* Start Document segment *
Yet, there is sort of a challenge with regards to the band photo, a sort of right of passage, a requirement beget from tradition. Setting aside the grumpy it's-all-about-the-music attitude long enough to conjure up a daydream for the sake of argument, just suppose that the band did do the band photo. The question arises: what would we do? Forced at gunpoint to come up with some publicity photos, how would the band respond to the photo shoot challenge? With cold beer being trucked by the truckload to our neighborhood convenience store where it is sold in convenient suitcase-like boxes, we might never know.
"Guys, the Publicity Department needs a glossy band photo, or we are going to have shoot this little dog."
"OK, let me try again. Do a damn photo or we drain this keg into the gutter."
So with little alternative, but to be photographed, how exactly would the band deconstruct the band photo?
One possible solution would be to take some photos of the band in the most contrived situation going. Take a gander at these pics.
Here is shot of the band headbutting your grandmother. Here we are falling into the Grand Canyon, only this Grand Canyon has undergone centuries of erosion which have created a giant hole in the ground the exact shape of a G clef. Over here the band is mingling with the riff-raff from other planets, who happen to be wearing leather jackets just like Ramones. Perhaps, you are not sure if we are old enough to smoke, would you like to see the trusty document of every Penis Fly Trap vacation to New Cheap Cigarettes Hampshire, our fake ID's?
* End Document segment *
* Start Listed records *
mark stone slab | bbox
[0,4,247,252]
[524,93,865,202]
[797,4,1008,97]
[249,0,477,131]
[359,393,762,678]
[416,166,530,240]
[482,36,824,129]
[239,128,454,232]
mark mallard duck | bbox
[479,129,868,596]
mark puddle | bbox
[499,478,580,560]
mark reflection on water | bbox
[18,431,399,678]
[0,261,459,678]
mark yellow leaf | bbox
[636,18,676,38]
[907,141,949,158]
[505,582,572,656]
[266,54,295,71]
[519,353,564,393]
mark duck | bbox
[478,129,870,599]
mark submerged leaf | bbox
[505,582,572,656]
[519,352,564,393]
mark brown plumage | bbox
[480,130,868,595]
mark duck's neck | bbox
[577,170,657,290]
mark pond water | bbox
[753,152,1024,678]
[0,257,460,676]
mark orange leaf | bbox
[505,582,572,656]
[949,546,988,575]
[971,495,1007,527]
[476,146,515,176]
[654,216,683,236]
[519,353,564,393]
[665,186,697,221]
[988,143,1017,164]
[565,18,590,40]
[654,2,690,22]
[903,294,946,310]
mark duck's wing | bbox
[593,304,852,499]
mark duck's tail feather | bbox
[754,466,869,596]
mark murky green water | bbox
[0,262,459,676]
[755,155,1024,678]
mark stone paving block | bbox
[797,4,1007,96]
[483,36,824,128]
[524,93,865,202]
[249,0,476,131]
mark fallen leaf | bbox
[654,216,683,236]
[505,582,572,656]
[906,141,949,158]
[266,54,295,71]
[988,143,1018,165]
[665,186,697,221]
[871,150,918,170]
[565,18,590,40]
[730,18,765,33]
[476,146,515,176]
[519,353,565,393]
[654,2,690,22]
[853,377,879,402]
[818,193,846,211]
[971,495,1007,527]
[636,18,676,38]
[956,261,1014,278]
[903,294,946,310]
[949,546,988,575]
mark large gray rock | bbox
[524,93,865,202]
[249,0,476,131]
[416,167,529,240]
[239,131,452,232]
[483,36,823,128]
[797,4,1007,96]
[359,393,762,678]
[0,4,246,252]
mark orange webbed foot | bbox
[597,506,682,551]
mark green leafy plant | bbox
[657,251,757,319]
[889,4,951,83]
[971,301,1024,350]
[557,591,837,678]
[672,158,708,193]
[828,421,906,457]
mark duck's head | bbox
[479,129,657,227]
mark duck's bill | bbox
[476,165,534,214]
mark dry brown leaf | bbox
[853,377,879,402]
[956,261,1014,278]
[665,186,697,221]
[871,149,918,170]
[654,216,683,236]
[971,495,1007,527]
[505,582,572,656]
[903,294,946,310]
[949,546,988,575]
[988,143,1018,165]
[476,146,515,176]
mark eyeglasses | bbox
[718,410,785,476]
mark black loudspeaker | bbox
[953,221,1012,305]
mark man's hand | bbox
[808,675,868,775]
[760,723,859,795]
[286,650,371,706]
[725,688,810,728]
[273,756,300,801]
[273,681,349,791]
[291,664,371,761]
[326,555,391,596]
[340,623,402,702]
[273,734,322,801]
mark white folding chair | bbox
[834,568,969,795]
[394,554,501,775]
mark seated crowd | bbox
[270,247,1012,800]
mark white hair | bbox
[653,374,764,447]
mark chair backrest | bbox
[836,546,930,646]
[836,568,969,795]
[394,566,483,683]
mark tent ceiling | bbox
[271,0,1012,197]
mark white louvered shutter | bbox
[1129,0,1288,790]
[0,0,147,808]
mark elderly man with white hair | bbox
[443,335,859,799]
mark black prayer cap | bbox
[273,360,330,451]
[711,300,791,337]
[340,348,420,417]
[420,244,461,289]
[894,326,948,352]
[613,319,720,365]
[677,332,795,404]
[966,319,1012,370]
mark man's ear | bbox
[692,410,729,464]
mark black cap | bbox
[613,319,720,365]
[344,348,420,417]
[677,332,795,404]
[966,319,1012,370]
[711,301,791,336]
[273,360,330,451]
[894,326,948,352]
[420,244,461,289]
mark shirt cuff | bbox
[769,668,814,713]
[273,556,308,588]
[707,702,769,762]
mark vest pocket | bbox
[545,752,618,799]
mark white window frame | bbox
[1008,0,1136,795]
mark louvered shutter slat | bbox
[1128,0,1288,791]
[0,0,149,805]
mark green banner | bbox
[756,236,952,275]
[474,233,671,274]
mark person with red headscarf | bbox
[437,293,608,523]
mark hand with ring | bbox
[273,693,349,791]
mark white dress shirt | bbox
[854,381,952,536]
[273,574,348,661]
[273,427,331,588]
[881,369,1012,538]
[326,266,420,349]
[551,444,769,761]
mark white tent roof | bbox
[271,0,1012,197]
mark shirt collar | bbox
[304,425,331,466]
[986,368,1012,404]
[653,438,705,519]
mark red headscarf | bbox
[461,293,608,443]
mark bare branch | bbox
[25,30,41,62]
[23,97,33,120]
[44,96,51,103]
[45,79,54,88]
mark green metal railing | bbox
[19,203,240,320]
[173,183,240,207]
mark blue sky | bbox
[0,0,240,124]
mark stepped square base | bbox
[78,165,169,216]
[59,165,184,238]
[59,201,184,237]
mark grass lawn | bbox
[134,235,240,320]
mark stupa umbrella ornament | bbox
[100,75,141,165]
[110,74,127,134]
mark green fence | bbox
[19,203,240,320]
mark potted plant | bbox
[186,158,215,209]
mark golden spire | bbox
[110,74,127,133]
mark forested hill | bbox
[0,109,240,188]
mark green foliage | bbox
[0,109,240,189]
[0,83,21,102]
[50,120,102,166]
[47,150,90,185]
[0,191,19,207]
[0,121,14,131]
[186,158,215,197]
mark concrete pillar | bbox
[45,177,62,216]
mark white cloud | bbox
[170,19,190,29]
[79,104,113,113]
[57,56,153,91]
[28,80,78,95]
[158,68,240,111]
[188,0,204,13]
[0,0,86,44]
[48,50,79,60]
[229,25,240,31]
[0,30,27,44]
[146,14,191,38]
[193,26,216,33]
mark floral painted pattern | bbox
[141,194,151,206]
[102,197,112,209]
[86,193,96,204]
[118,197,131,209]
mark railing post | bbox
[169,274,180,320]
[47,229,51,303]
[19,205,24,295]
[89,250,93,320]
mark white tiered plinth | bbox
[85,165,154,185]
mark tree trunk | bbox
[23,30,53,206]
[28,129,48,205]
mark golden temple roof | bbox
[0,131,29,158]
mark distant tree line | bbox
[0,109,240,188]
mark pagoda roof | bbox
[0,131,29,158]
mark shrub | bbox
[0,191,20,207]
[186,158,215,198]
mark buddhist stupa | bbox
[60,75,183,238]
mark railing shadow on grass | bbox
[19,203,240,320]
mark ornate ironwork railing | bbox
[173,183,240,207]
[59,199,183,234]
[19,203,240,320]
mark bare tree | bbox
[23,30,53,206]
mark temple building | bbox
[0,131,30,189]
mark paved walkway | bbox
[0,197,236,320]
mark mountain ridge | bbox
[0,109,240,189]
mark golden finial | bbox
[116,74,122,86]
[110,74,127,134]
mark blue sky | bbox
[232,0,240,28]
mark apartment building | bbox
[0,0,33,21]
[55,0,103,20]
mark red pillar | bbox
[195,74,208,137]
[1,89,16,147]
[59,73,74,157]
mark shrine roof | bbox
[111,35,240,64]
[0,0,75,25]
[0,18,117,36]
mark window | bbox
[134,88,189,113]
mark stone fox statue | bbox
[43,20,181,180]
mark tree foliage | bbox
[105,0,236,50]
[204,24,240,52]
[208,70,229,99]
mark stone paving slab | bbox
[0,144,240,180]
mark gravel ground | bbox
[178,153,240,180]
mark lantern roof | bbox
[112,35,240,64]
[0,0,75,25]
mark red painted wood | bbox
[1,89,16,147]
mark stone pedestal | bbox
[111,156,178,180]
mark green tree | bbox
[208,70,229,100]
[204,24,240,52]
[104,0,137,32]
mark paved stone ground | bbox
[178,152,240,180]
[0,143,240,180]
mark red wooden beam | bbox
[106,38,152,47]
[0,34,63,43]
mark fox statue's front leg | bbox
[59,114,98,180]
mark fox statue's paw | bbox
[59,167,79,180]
* End Listed records *
— What to do —
a – Reproduce the passage on the band photo from "Here is shot" to "our fake ID's?".
b – Continue the piece about the band photo from the point where it stops.

— Results by task —
a –
Here is shot of the band headbutting your grandmother. Here we are falling into the Grand Canyon, only this Grand Canyon has undergone centuries of erosion which have created a giant hole in the ground the exact shape of a G clef. Over here the band is mingling with the riff-raff from other planets, who happen to be wearing leather jackets just like Ramones. Perhaps, you are not sure if we are old enough to smoke, would you like to see the trusty document of every Penis Fly Trap vacation to New Cheap Cigarettes Hampshire, our fake ID's?

b –
I think now you are beginning to understand. We are doing the band photos as an act of aggression. Not publicity photos, but pubescent photos. What if, instead of taking photographs of fire, we set fire to the camera and see what mischief happens. Ideally, the unsuspecting fan picks up the full-color photograph only to realize that some fixing agent is missing and some chemical gooey emulsion stains their fingers with color inks that will not wash off for several days.
Break out the tripod, bartender. We know a good disembodied hand trick.
A band is about ears, not eyes. The shutter click is not really the most rockin' sound around. Exhibit A, Linda McCartney. I rest my case of beer. Photography just deals with the surface. And, while, sure, there are X-ray photographs, the guitar, bass, and drums reach the caverns where they whisper words like soul before the commode flushes. What it comes down to is...
"Excuse me, chaps, does anyone know where I mislaid my lens papers?"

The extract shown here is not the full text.